**Exercise requirements:**
[a] In the gateway text below, condense the paragraph beginning "Runtime: monoio (io_uring)." into a short bulleted list that keeps its main facts.
[b] Write out the passage of the gateway text between "Architectural Decisions" and "each is appropriate.", inclusive, with no changes.

**Text excerpt:**

Server sends WS heartbeat every RSX_GW_HEARTBEAT_INTERVAL_S (default 5s). Per-connection idle reaper closes connections with no activity for RSX_GW_IDLE_TIMEOUT_S (default 10s). Per-connection heartbeat timeout is also enforced inside handle_connection.

Backpressure & Failure Modes

Condition Response
Per-IP or per-user limiter empty WS error 1006
Circuit breaker open WS error 5 (overloaded)
Pending queue full WS error 1003
Symbol out of range WS error 1007
Tick / lot misaligned WS error 1008 / 1009
client_order_id > 20 chars WS error 1010
6th conn for same user Handshake rejected
WS frame > 4KB Connection dropped

No internal queueing -- always fail fast.

Statelessness

Gateway holds no durable state. On crash: - User sessions drop, in-flight orders may be lost - Recovery: clients reconnect; Risk + WAL preserve authoritative state - Fills are persisted by Risk/Recorder, never gated by Gateway

Scaling

Horizontal by user_id hash. Load balancer routes sticky sessions. Each gateway connects to its Risk shard via casting/UDP. No cross-instance coordination.

Networking (monoio / io_uring)

Gateway uses monoio (io_uring) for all client-facing I/O: - io_uring batches submissions in shared kernel/userspace rings -- fewer syscalls than epoll - For 100K+ connections, epoll syscall overhead is too high - Future: DPDK/AF_XDP swaps the I/O layer without touching the connection model

Architectural Decisions

Runtime: monoio (io_uring). The gateway sits on the GW→ME→GW critical path and multiplexes many concurrent WS clients. Every epoll syscall is a tail-latency contributor; io_uring batches submissions in shared kernel/userspace rings and pays a fraction of the per-event cost. The single-threaded monoio reactor keeps gateway state in Rc<RefCell<_>> — no locks, no cross-thread hand-off.

The gateway is NOT a tile in the strict sense: the inner loop is select! over many sockets, not a busy-spin on one SPSC ring. Tiles are for compute-bound stages; monoio is for I/O-multiplex-bound stages. See ../notes/tiles.md for when each is appropriate.

Benchmarks

source: reports/20260530_gateway-ws-rest-latency.md

20260530 — real-gateway WS + REST order latency (warmed clients, baseline)

What: order round-trip driven through the real rsx-gateway over its actual WebSocket + REST transport with warmed clients, against a live cluster (gateway + risk + matching; mark/marketdata/recorder skipped — not on the resting-order path). Postgres in docker, 110 funded users seeded. Hand-rolled blocking WS client (no async runtime), one OS thread per connection, JWT via jsonwebtoken. Closed-loop (one in-flight order per stream).

Numbers (all pairing-OK, 0 transport errors, ME survived)

**Provided information:**
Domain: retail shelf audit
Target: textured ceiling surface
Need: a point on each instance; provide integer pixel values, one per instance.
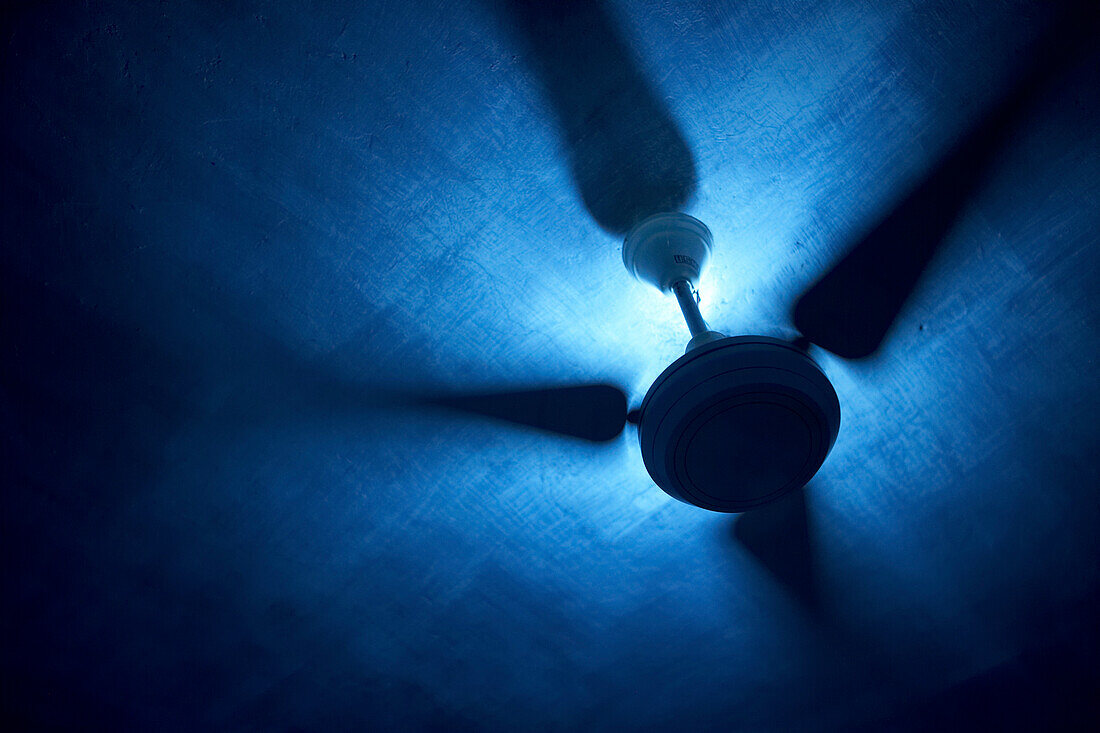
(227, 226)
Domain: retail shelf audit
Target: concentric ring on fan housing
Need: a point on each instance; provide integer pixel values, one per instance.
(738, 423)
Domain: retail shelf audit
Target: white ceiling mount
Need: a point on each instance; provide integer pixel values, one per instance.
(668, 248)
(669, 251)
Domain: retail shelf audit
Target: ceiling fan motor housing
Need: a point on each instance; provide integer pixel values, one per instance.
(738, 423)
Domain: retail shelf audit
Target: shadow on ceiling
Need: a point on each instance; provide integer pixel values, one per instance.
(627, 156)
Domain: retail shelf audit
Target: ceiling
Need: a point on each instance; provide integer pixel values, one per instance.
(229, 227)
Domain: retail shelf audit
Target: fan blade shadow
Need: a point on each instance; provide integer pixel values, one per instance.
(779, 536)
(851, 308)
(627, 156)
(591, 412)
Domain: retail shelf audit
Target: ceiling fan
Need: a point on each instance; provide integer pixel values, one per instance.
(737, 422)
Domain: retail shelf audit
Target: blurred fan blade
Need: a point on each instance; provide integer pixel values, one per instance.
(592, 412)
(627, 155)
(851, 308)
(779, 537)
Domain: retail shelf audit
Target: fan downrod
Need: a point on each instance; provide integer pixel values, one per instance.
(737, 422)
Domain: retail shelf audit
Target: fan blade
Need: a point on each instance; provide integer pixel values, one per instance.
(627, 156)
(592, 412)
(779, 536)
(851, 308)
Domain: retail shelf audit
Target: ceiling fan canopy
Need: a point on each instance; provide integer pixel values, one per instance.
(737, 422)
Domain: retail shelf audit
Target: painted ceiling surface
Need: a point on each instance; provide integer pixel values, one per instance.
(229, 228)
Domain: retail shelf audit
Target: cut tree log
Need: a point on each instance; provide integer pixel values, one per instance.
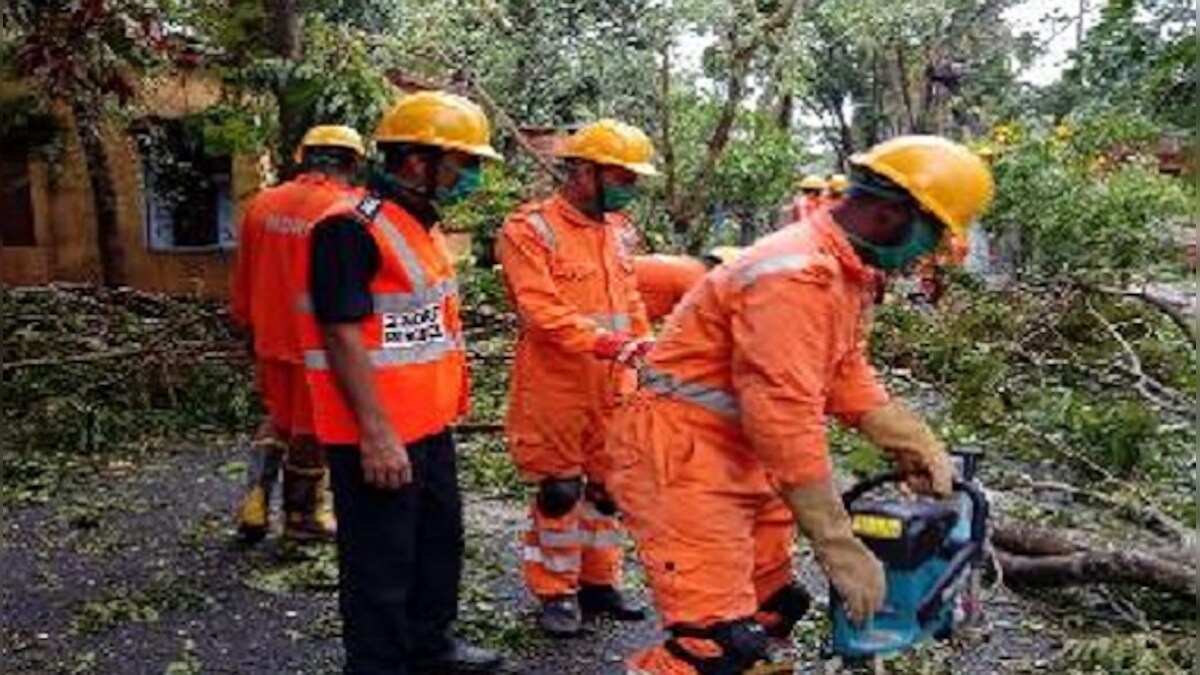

**Solved problems:**
[a]
- Runtime: monoio (io_uring).
- The gateway is on the GW→ME→GW critical path and multiplexes many concurrent WS clients.
- Every epoll syscall adds to tail latency. io_uring batches submissions in shared kernel/userspace rings at a fraction of the per-event cost.
- The single-threaded monoio reactor keeps gateway state in Rc<RefCell<_>>, with no locks and no cross-thread hand-off.

[b]
Architectural Decisions

Runtime: monoio (io_uring). The gateway sits on the GW→ME→GW critical path and multiplexes many concurrent WS clients. Every epoll syscall is a tail-latency contributor; io_uring batches submissions in shared kernel/userspace rings and pays a fraction of the per-event cost. The single-threaded monoio reactor keeps gateway state in Rc<RefCell<_>> — no locks, no cross-thread hand-off.

The gateway is NOT a tile in the strict sense: the inner loop is select! over many sockets, not a busy-spin on one SPSC ring. Tiles are for compute-bound stages; monoio is for I/O-multiplex-bound stages. See ../notes/tiles.md for when each is appropriate.